EXERCISE INSTRUCTIONS:
- a) Which markets does the Asian markets report say had shares fall between 0.2% and 1.1%?
- b) In the Asian markets report, what was the likelihood of a 50 basis-point rise in December, according to CME's FedWatch tool?
- c) Reproduce the stretch of the Asian markets report from "However, corporate results" through "interest rate hikes.".

SUPPLIED PASSAGE:
>>
However, corporate results have been strong overall so far, with chip-related companies standing out. Chip equipment maker Advantest jumped 2.4% after its results, putting it among the Nikkei’s top three performers.
Emerging Asian currency and stock markets were mixed as investors waited for next week’s Federal Reserve meeting to see if the central bank is willing to slow its pace of interest rate hikes.
Shares in Taiwan, South Korea, Malaysia and Indonesia fell between 0.2% and 1.1% after the S&P 500 and the Nasdaq Composite Index closed lower overnight.
Asian currencies flitted between gains and losses ahead of the Fed meeting. While a 75 basis-point rate hike at the conclusion of Fed’s November 1-2 policy meeting is all but assured, the likelihood of a smaller, 50 basis-point rise in December was 55%, according to CME’s FedWatch tool.
Australian shares snapped a four-day winning streak on Friday, dragged down by heavyweight miners on China demand concerns, while technology stocks tracked their US peers lower.
<<
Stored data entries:
>>
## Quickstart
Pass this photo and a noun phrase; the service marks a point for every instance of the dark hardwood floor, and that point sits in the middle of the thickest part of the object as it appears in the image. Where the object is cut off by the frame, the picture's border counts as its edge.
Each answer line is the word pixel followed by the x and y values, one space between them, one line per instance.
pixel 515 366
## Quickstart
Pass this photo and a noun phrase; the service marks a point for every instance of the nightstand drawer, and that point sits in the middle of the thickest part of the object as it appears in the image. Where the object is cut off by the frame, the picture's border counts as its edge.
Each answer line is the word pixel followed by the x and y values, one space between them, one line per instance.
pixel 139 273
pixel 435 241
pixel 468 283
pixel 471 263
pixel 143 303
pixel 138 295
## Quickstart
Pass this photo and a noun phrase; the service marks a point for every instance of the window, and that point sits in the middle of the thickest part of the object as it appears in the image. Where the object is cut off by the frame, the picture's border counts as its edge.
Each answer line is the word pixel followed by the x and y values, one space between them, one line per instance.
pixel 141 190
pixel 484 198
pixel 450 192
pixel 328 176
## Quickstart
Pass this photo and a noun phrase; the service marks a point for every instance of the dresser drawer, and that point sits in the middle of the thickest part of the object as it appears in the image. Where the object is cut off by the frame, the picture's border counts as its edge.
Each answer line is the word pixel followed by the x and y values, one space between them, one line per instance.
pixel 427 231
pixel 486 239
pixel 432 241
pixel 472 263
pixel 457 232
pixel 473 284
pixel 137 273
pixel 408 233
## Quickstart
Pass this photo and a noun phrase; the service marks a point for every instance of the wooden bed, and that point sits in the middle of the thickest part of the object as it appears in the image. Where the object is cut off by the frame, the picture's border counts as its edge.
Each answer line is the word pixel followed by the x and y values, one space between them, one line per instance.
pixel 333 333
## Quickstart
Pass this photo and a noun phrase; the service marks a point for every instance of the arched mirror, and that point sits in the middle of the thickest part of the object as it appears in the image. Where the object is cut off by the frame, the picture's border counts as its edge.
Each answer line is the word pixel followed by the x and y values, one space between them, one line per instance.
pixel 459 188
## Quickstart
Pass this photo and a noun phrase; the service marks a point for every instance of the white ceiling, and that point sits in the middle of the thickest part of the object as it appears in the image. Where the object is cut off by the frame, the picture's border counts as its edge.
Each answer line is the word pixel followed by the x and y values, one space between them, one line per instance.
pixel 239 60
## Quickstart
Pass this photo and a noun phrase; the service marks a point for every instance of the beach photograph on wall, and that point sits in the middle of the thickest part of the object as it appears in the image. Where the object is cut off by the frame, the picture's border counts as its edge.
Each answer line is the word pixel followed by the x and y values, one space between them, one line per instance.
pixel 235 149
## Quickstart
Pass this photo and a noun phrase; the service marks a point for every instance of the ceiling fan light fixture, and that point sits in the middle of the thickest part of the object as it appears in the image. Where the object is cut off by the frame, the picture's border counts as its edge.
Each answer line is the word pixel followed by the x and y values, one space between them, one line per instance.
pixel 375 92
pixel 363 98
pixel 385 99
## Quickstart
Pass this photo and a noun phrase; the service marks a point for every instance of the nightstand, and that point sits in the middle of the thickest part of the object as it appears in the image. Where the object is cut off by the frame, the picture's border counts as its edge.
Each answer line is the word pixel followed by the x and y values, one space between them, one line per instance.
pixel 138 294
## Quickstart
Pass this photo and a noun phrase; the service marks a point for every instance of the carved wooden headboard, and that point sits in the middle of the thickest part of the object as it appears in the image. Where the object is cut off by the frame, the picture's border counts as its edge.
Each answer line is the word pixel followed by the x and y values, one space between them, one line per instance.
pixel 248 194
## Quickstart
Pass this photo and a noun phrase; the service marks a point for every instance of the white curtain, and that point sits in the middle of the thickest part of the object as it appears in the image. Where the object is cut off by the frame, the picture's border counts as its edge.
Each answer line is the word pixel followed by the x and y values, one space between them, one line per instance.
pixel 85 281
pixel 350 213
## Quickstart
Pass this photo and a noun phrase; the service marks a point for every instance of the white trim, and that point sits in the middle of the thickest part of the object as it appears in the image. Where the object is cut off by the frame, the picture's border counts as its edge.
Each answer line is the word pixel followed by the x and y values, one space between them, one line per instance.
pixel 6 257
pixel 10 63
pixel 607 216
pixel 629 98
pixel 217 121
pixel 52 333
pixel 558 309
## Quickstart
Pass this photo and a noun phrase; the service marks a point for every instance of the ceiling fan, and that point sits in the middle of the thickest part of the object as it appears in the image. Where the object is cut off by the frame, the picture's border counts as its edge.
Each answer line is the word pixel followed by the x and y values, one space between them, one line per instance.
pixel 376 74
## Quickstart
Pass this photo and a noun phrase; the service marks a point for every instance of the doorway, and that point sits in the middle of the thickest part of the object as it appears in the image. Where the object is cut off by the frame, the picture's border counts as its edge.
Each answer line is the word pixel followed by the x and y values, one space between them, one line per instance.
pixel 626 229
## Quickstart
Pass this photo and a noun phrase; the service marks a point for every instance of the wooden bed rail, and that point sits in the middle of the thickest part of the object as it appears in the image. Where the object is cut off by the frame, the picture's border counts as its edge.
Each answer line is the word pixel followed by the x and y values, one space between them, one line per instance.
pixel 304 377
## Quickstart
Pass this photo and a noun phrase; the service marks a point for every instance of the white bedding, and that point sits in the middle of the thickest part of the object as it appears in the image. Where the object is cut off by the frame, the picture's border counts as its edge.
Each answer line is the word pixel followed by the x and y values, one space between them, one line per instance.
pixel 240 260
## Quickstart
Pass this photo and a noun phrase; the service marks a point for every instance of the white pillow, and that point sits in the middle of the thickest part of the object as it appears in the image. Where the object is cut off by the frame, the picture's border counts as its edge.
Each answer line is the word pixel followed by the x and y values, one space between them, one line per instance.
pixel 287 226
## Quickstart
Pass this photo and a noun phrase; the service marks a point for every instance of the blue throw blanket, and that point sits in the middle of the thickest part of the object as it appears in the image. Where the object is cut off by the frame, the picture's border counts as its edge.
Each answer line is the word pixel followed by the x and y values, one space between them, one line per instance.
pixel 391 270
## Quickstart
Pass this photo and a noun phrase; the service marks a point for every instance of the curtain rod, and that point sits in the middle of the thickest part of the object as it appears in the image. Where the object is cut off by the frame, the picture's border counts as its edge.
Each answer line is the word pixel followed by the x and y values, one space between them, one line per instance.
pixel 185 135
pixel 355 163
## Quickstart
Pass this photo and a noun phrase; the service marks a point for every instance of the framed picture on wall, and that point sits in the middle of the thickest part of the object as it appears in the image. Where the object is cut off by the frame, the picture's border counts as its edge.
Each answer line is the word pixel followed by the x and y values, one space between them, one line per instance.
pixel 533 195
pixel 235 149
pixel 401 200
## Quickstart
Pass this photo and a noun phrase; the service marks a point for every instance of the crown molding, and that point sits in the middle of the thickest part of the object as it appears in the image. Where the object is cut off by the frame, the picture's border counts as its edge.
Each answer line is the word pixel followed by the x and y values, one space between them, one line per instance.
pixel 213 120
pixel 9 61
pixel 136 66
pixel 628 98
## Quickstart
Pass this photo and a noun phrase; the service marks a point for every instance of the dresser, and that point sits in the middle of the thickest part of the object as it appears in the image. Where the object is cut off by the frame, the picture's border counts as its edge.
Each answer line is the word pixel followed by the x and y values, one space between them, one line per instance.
<<
ANSWER SECTION:
- a) Taiwan, South Korea, Malaysia, Indonesia

- b) 55%

- c)
However, corporate results have been strong overall so far, with chip-related companies standing out. Chip equipment maker Advantest jumped 2.4% after its results, putting it among the Nikkei’s top three performers.
Emerging Asian currency and stock markets were mixed as investors waited for next week’s Federal Reserve meeting to see if the central bank is willing to slow its pace of interest rate hikes.